**TRECHO DO TEXTO**
#  > Telecomunicações >  > Ubiquiti >  >  Duvidar Ubiquiti ANTENA AMO-5G13

## biohazzard

Gostaria de saber dos amigos que usam Ubiquiti, o que seria melhor em usar aqui em um projeto que terá no maximo 40 clientes,
Estava pensando em usar 2 NanoStation M5, para distribuir o sinal, ai vi que uma basestation de 120º valorR$250,00.
seria o ideal para atender a demanda, pois na outra parte do bairro não tem moradores, é uma area que será lotiada futuramente, mas pelo visto o projeto do lotiamento vai sair o mais rapido que pensava, e futuramente terei que comprar mais equipamentos para atender esta outra parte do bairro, é aqui que entra a duvida, compensa colocar logo uma 
UBIQUITI AIRMAX ANTENA AMO-5G13 OMNI 13 DBI ou UBIQUITI AIRMAX ANTENA AMO-5G10 OMNI 10DBI + RocketM 5
. O que os amigos me tem a dizer?
Valores que encontrei.

UBIQUITI AIRMAX ANTENA AMO-5G13 OMNI 13 DBI valorR$515,00 

UBIQUITI AIRMAX ANTENA AMO-5G10 OMNI 10DBI valor R$370,00 
Rocket M R$250,00 
Basestation de 120º valorR$250,00
NanoStation M5 valorR$200,00

----------


## biohazzard

sera que vale apena pagar 145 reais por 3 dbi? ou este 3 dbi são muito significativos a ponto e quem comprar a de 10 dbi pensando que esta economizando esta é levando prejuizo?

----------


## Weslei

Salve!!

Para definir qual antena comprar, o correto é você avaliar a quantidade de clientes que pretende atender e a distancia...

Abraço

----------


## granlabor

A cada 3 dB a potência irradiada dobra. 

A antena de 10 dB é o equivalente a um carro 1.0 enquanto a antena de 13 dB é o equivalente ao mesmo carro com motor 2.0 hehehehe

3 dB é muita energia... Convido os amigos que desejam aprimorar seus conhecimentos na fundamentação em radiofrequencia a participar do "treinamento do ZéAlves". Vocês vão enxergar suas redes wireless com mais clareza!

Como disse o Weslei, tudo deprnde do número de clientes. Eu complemento dizendo que o numero de clientes está diretamente ligado ao rádio... Um rocket conectado a uma omni dual da ubiquiti é capaz de segurar 100 clientes com airmax ligado.

**DADOS PARA PROCESSAR**
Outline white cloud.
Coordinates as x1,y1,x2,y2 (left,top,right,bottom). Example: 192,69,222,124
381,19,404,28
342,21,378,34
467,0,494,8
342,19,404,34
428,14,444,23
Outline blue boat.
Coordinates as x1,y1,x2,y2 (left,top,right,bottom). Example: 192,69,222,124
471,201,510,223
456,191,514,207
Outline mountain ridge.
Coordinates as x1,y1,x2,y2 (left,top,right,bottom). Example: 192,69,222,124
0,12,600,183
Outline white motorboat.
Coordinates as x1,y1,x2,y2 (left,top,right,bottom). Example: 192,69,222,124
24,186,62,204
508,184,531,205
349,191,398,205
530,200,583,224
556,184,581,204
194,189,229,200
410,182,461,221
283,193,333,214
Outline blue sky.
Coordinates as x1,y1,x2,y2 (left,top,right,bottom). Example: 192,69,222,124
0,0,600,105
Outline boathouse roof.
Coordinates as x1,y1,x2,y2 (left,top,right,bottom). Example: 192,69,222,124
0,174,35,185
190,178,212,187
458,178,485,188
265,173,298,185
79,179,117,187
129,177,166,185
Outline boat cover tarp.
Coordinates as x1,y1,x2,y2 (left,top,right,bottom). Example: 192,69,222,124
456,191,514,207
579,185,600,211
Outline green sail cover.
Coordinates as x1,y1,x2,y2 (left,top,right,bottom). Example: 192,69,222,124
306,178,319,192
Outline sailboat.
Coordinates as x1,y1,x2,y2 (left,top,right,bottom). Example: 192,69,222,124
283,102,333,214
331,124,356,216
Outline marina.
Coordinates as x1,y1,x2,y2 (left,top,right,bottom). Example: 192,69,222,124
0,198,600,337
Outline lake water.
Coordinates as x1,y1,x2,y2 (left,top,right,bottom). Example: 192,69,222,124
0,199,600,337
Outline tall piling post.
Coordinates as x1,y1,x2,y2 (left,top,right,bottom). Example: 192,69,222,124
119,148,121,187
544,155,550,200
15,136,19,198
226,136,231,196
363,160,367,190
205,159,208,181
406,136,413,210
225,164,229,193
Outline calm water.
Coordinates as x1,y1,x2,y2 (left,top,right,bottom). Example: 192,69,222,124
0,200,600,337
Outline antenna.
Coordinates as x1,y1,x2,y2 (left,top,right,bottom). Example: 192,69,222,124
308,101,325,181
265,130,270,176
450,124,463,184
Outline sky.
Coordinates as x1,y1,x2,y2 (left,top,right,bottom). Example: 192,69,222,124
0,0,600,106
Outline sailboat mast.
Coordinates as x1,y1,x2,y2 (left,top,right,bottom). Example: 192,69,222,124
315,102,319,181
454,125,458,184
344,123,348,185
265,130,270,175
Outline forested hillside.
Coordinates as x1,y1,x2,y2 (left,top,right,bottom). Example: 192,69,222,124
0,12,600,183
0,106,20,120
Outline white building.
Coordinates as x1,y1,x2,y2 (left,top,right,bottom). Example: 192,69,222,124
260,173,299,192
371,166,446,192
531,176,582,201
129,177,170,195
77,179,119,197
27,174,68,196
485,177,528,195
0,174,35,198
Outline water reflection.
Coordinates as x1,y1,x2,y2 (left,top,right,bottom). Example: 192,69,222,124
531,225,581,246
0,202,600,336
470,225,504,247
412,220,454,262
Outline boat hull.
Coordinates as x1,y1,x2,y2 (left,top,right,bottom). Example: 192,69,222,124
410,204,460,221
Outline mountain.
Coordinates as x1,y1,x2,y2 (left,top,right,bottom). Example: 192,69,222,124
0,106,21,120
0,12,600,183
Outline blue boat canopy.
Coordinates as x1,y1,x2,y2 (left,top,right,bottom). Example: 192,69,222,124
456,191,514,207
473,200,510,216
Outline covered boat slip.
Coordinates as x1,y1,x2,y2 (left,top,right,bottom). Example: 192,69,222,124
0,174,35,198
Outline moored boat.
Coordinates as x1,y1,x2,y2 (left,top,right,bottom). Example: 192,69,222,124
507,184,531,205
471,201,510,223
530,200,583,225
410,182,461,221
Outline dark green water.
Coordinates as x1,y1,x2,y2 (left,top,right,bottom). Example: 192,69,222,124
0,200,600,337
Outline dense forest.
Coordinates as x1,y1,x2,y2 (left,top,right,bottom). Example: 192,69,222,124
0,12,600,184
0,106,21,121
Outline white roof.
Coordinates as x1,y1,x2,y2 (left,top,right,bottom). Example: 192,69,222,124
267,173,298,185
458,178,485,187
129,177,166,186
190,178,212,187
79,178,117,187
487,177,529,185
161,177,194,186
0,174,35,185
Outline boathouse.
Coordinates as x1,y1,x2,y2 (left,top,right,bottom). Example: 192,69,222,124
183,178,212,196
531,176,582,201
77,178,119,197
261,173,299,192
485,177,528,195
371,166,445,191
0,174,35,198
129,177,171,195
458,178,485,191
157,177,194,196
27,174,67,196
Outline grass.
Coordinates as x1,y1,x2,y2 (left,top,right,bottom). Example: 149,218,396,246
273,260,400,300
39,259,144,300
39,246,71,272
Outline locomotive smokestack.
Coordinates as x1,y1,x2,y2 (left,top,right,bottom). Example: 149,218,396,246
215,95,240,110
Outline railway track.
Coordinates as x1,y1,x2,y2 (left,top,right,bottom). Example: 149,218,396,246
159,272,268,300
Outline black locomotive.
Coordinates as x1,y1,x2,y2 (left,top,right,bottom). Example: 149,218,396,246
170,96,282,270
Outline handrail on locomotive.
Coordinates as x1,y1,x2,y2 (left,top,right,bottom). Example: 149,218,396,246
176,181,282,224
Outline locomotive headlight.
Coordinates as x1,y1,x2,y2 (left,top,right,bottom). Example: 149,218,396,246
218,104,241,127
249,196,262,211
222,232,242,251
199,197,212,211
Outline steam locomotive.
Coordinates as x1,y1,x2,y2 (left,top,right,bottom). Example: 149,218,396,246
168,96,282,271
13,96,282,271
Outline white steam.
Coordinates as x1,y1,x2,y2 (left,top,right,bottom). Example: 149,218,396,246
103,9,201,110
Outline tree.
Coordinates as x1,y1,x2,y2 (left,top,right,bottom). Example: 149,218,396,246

**TAREFAS A CUMPRIR**
- 1) Imprima sem nenhuma alteração as linhas dos registros começando na que contém "Outline dense forest." e terminando na que contém "199,197,212,211", com as duas incluídas.
- 2) Dê continuidade à discussão sobre antenas Ubiquiti a partir do ponto em que ela para.
A discussão sobre antenas Ubiquiti e os registros têm origens diferentes.

**PROBLEMAS RESOLVIDOS**
- 1)
Outline dense forest.
Coordinates as x1,y1,x2,y2 (left,top,right,bottom). Example: 192,69,222,124
0,12,600,184
0,106,21,121
Outline white roof.
Coordinates as x1,y1,x2,y2 (left,top,right,bottom). Example: 192,69,222,124
267,173,298,185
458,178,485,187
129,177,166,186
190,178,212,187
79,178,117,187
487,177,529,185
161,177,194,186
0,174,35,185
Outline boathouse.
Coordinates as x1,y1,x2,y2 (left,top,right,bottom). Example: 192,69,222,124
183,178,212,196
531,176,582,201
77,178,119,197
261,173,299,192
485,177,528,195
371,166,445,191
0,174,35,198
129,177,171,195
458,178,485,191
157,177,194,196
27,174,67,196
Outline grass.
Coordinates as x1,y1,x2,y2 (left,top,right,bottom). Example: 149,218,396,246
273,260,400,300
39,259,144,300
39,246,71,272
Outline locomotive smokestack.
Coordinates as x1,y1,x2,y2 (left,top,right,bottom). Example: 149,218,396,246
215,95,240,110
Outline railway track.
Coordinates as x1,y1,x2,y2 (left,top,right,bottom). Example: 149,218,396,246
159,272,268,300
Outline black locomotive.
Coordinates as x1,y1,x2,y2 (left,top,right,bottom). Example: 149,218,396,246
170,96,282,270
Outline handrail on locomotive.
Coordinates as x1,y1,x2,y2 (left,top,right,bottom). Example: 149,218,396,246
176,181,282,224
Outline locomotive headlight.
Coordinates as x1,y1,x2,y2 (left,top,right,bottom). Example: 149,218,396,246
218,104,241,127
249,196,262,211
222,232,242,251
199,197,212,211

- 2)
Outra coisa importante de observar é o fato das omni de polarização dupla da Ubiquiti serem antenas dificeis de usar, porque o grau de elevação desta antena é de aproximadamente 10 graus (veja a ficha técnica no site ubnt). Isso quer dizer que a antena tem que ficar um pouco acima dos clientes, se ficar 30 metros ou mais acima os clientes mais próximos terão dificuldade pra se conectar a ela. Dependendo do local, a omni muito baixa vai sofrer obstrução de visada e os clientes também terão dificuldade em se conectar a ela.

Abraço,

ZéAlves

----------


## raumaster

É o que percebi, se for pra colocar a antena muito acima do nivel dos clientes, a de 13 dbi, mesmo a de 10, vai sair muito mal na fita. Tente colocar a antena o mais proximo possivel da altura dos clientes, sem que afete muito a visada, pq baixa demais vc vai pegar arvores por exemplo e outros bloqueios. Quanto ao numero de usuário, todos com Airmax ativado, pelo menos 35 se todos forem MIMO 2x2.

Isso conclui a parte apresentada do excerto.